Photo-based referring expression data:
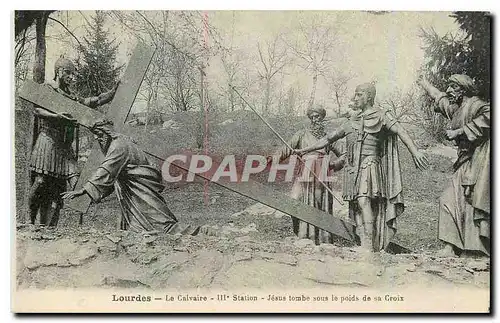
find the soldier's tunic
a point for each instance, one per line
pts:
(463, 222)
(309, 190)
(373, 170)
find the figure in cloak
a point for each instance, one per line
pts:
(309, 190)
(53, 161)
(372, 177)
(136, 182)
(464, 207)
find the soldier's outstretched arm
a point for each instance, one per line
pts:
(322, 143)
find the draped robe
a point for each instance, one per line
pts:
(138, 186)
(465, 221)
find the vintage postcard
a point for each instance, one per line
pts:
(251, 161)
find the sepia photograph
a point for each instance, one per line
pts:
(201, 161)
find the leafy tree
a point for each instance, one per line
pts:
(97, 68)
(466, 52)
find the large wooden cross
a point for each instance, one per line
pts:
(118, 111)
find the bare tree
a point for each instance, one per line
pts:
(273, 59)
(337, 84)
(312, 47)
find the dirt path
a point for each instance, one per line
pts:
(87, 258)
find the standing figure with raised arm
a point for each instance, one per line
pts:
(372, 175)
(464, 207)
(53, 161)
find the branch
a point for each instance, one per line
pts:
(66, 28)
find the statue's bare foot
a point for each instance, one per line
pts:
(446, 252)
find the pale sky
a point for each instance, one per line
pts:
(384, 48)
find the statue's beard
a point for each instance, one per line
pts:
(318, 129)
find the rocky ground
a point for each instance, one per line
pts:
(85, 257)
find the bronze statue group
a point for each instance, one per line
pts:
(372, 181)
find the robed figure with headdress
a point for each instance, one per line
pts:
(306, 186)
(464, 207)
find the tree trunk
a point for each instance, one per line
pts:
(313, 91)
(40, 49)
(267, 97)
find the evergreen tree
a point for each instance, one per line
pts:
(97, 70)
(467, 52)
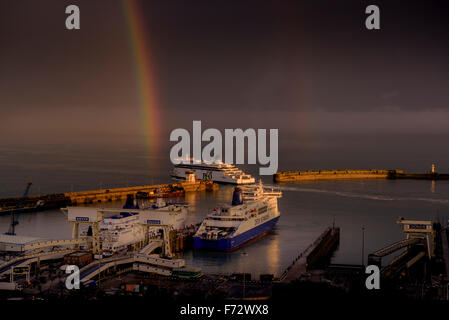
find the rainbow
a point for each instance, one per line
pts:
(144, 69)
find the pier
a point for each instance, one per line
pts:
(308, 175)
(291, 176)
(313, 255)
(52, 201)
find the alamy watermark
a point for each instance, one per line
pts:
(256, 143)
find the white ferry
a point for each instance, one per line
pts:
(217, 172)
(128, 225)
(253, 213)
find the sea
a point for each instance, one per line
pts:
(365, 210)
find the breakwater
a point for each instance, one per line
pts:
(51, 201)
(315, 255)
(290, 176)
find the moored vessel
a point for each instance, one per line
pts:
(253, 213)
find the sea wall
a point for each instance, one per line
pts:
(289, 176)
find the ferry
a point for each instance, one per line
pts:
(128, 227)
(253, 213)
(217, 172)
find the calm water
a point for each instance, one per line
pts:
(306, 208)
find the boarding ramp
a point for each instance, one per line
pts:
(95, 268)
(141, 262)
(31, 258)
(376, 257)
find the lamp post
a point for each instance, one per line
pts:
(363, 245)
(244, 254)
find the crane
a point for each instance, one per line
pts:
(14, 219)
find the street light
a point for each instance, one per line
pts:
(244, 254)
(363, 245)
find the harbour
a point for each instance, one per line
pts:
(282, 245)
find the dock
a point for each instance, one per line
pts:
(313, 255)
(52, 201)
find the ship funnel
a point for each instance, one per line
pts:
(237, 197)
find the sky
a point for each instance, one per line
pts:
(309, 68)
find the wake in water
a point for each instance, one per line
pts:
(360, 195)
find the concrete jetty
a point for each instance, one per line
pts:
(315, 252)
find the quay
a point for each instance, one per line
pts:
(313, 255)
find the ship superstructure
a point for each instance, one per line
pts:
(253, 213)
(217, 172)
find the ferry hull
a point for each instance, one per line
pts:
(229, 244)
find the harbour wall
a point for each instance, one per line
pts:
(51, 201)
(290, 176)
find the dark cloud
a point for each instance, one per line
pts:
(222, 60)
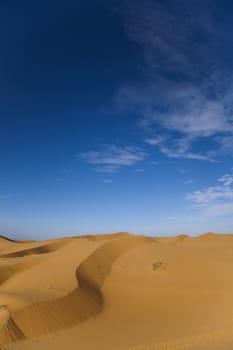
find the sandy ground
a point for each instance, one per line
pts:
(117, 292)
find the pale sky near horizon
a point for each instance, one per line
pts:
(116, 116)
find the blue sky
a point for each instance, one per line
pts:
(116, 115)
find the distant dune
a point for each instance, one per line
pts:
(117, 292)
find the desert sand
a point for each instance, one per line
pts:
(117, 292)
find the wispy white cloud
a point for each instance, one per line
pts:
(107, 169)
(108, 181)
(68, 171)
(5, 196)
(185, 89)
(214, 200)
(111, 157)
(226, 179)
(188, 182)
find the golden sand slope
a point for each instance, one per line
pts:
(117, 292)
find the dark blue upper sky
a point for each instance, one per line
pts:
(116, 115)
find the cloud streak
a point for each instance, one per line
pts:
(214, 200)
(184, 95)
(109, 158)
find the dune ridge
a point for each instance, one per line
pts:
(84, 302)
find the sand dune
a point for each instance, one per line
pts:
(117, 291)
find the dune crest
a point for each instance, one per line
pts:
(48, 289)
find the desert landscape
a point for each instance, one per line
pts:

--

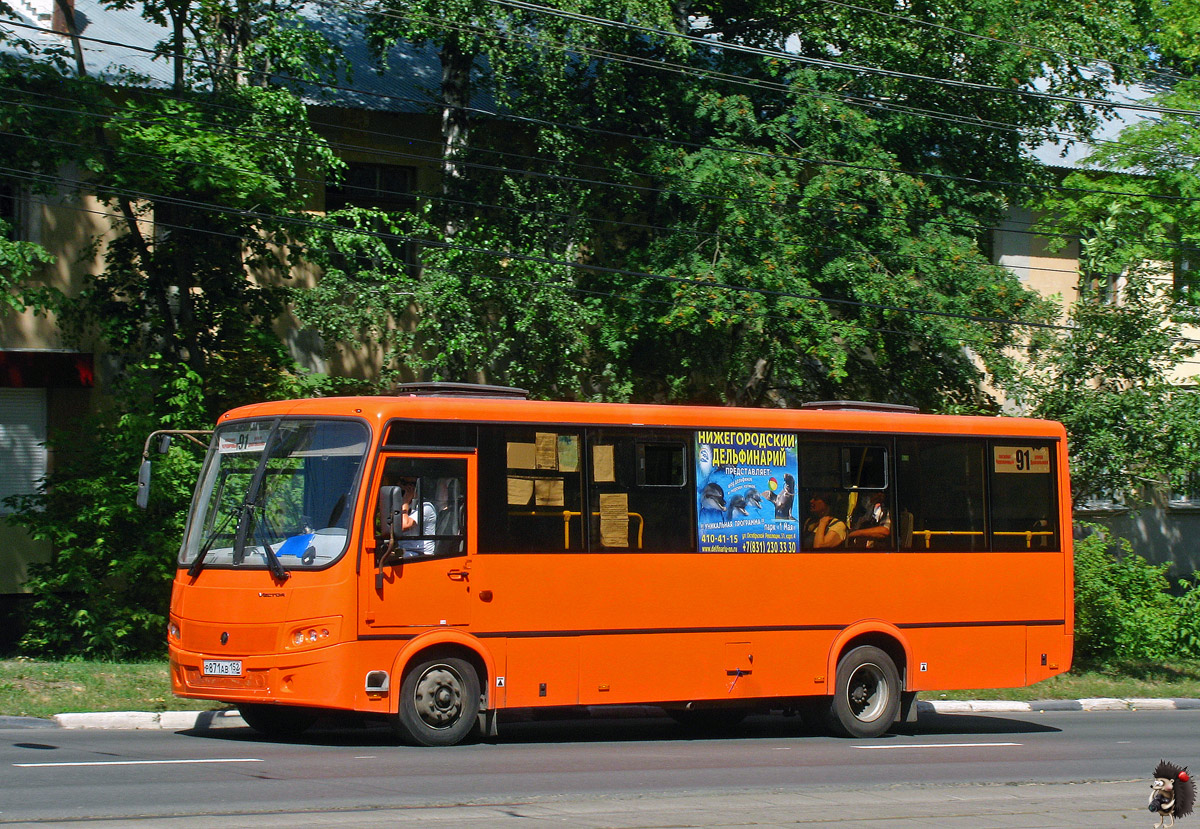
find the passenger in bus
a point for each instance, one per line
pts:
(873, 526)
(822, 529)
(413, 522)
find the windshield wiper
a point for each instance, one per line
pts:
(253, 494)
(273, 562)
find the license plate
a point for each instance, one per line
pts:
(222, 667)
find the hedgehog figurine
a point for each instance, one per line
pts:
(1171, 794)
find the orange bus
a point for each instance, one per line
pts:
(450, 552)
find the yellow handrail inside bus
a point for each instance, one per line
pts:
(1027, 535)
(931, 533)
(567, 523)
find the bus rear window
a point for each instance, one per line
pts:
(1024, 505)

---

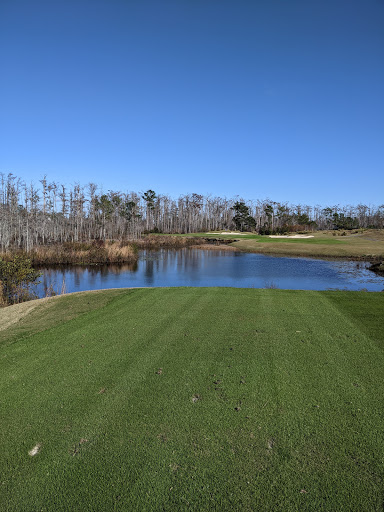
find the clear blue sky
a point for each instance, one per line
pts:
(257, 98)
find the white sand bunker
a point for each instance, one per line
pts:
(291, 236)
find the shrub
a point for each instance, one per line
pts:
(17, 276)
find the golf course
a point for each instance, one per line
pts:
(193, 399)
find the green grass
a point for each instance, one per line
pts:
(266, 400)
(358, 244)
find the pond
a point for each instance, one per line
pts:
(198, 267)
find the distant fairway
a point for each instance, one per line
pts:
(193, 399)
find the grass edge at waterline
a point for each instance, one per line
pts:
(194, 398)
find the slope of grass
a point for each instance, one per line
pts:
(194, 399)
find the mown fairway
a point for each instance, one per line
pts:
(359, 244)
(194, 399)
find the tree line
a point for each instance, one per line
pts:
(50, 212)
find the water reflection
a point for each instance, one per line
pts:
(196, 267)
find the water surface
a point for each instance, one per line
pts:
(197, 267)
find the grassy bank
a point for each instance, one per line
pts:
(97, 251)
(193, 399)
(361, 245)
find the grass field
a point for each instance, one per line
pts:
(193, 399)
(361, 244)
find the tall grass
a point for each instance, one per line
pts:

- Task description -
What are the lines above that hold the string "slope"? Copy them.

- The answer -
find the golden sand slope
find the slope of grass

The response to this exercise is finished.